▶ _TASK LIST_:
#1 In the extract on CDS expressions below, what error does a query return when an expression is declared without an alias?
#2 Name every aggregate function that the extract on CDS expressions below lists as a main one.

▶ _PAGE EXTRACT_:
During the series, Patrice explained that CDL and CQL are "vehicles" that can carry CXL. In other words, expressions can be used both at design time, in the CDS model, within your CDL, and at runtime, in queries, within your CQL.

The expression he added in the context of the answer here was a "price x quantity" calculation. It was within an aggregation, but we'll come to that next, separately.

First, let's just use such an expression, with *, one of the supported binary operators. We must complete the expression with the declaration of an alias (otherwise, how could the query be resolved ... we'd get an "Expecting expression to have an alias name" error):

> await cds.ql `
SELECT from S.Orders { ID, Items { pos as p, book.price * qty as cost} }
`
[
  { ID: 1, Items: [ { p: 10, cost: 25 }, { p: 20, cost: 50 } ] },
  { ID: 2, Items: [ { p: 10, cost: 250 } ] },
  { ID: 3, Items: [ { p: 10, cost: 15 }, { p: 20, cost: 20 }, { p: 30, cost: 5 } ] }
]

Using an aggregation

The previous query and result set illustrated an expression within a nested projection, referencing a path expression, for each order item (position). The question, however, was about total values.

Patrice showed this was also possible, using one of a number of portable functions that are provided. These functions can be used in constructing expressions, and can be supplied with expressions as arguments:

function diagram

The main aggregate functions are avg(), min(), max(), count() and sum().

▶ _STORED DATA_:
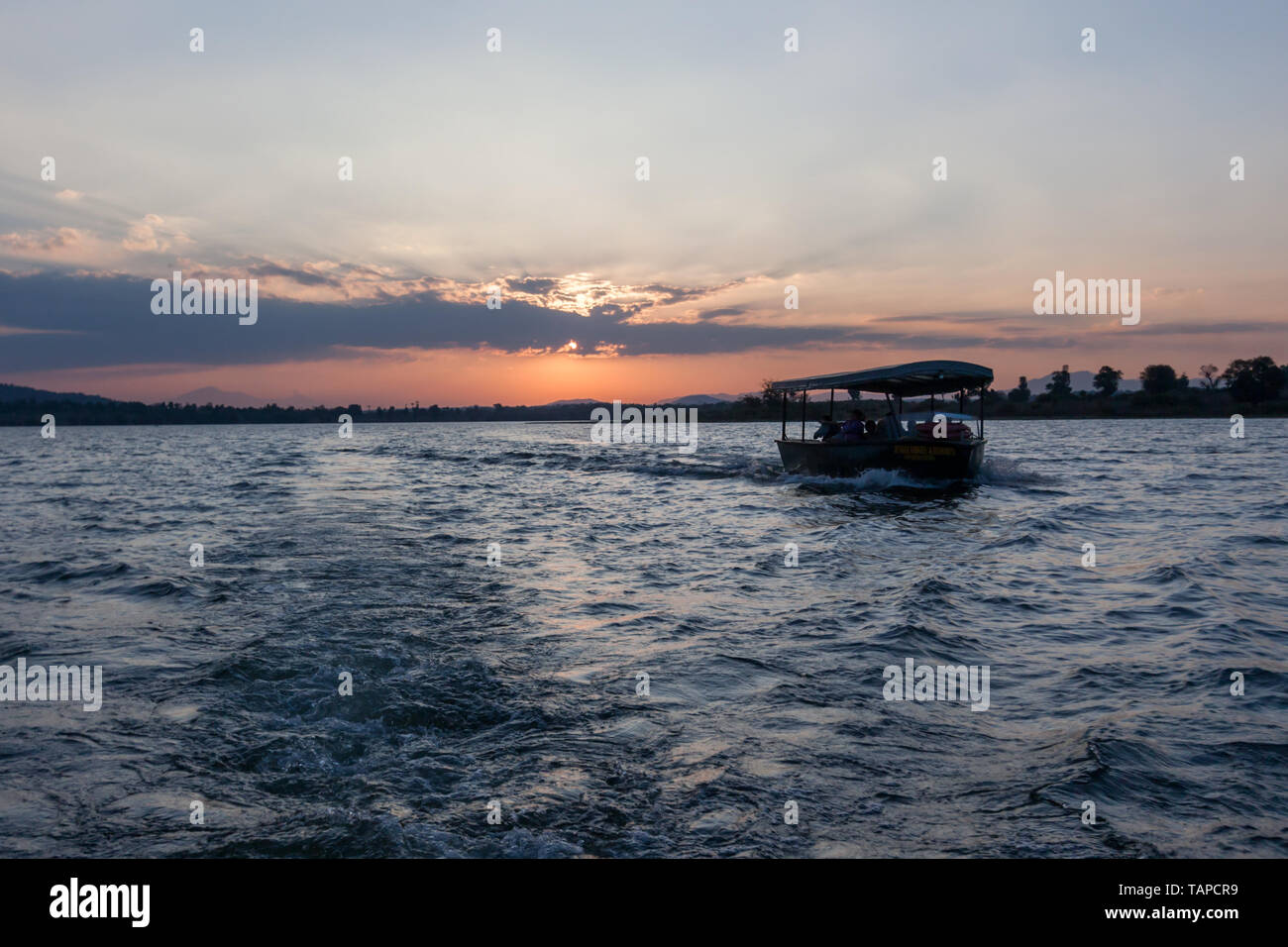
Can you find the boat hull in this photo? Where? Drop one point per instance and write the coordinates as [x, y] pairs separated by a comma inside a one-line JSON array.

▶ _FINAL ANSWERS_:
#1 "Expecting expression to have an alias name"

#2 avg(), min(), max(), count(), sum()